Exercise data:

***

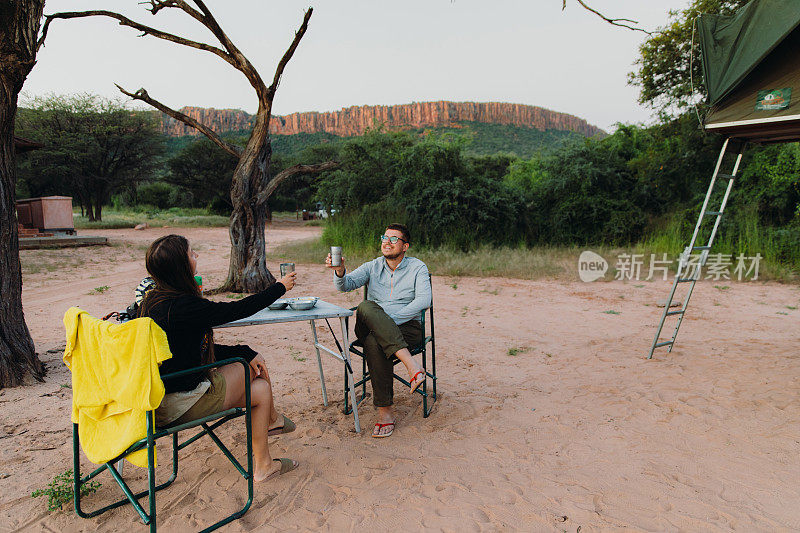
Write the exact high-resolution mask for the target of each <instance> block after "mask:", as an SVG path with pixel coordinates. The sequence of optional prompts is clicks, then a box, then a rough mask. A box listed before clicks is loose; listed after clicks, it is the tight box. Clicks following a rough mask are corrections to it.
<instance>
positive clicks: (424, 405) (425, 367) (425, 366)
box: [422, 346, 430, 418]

***

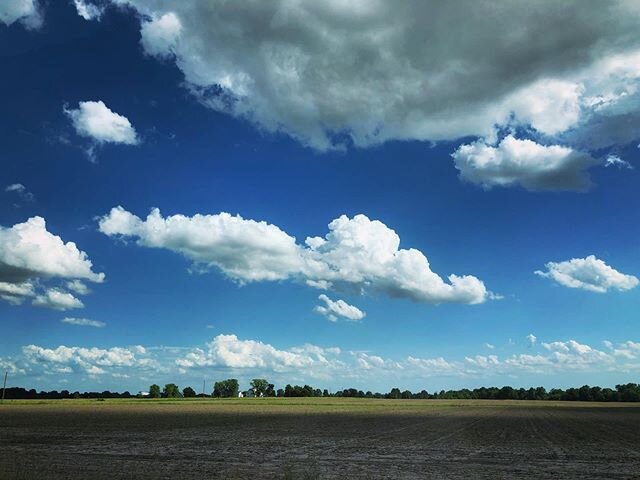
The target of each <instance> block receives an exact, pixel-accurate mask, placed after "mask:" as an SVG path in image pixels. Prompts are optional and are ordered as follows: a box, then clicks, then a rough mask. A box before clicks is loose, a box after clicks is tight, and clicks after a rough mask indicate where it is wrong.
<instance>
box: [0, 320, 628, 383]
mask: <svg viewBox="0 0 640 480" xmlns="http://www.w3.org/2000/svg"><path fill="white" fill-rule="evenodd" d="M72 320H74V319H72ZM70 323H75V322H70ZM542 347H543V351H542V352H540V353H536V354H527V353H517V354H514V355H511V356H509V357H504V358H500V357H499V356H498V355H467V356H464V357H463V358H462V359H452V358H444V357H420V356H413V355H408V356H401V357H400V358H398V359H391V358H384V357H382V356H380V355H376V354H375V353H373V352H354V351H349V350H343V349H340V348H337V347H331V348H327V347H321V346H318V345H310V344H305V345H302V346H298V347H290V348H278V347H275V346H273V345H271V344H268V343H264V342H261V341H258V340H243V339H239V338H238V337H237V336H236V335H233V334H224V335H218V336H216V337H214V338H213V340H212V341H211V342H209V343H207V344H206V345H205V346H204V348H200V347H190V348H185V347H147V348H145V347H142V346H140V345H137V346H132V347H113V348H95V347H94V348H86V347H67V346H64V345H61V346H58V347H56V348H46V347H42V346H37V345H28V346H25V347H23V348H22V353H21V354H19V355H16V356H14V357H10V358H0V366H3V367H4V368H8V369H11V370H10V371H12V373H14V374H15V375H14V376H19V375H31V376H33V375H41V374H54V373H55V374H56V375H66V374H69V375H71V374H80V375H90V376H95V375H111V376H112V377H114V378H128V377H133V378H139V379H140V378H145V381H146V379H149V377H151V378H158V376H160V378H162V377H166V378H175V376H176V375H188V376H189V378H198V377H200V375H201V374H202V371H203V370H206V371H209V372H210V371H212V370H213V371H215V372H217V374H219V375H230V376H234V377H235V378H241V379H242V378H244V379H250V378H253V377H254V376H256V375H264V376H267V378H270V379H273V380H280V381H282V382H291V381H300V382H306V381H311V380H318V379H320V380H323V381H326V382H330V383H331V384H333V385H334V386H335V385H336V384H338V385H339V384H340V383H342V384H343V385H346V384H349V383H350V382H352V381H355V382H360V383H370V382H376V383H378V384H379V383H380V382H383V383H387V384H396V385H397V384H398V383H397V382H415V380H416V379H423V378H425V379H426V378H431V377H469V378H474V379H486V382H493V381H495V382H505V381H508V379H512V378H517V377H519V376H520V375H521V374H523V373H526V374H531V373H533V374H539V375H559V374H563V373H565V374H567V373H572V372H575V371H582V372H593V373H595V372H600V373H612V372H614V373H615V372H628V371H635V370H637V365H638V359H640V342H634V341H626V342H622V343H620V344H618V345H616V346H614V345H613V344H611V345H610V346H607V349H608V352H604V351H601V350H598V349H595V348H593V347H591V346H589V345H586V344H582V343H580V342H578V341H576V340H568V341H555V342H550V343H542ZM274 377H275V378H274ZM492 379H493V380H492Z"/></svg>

***

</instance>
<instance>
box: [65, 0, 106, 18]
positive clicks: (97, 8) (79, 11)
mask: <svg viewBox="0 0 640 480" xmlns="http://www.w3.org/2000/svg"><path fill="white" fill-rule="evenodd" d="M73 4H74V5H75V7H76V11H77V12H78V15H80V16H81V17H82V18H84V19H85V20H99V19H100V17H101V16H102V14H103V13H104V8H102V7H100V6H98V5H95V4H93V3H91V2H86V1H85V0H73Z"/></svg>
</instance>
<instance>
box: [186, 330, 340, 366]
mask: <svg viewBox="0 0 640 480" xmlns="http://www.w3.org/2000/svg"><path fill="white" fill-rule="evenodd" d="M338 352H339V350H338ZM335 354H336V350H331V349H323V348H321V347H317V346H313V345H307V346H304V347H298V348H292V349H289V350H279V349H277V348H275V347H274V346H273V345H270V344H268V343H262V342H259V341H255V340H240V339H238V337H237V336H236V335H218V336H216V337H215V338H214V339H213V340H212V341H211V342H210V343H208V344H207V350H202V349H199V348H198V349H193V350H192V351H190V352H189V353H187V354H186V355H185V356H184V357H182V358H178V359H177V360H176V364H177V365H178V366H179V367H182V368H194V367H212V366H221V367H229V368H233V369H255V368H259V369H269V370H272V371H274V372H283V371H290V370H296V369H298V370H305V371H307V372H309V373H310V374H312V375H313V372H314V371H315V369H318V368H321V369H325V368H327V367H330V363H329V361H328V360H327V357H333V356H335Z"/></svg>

***

To do: Search the listing for the word "exact" and return each line that holds it.

Response below:
Write the exact high-resolution mask for the target of each <instance> block after "mask:", as an SVG path with pixel coordinates. The sequence of optional prompts is clicks, then a box, then a rough mask. A box listed before clicks is loose; listed after clicks, it is the tight box. Clicks following a rough mask are corrections to it.
The target of each <instance> block receives an exact, pixel-accurate mask, placed after "mask:" as an SVG path in image pixels. Prompts are optional and are ordered as follows: a box, then clicks, then a rough mask. A box before clicks is loose, a box after clicks is tight, and clicks after a rough mask indicate where it is wrong.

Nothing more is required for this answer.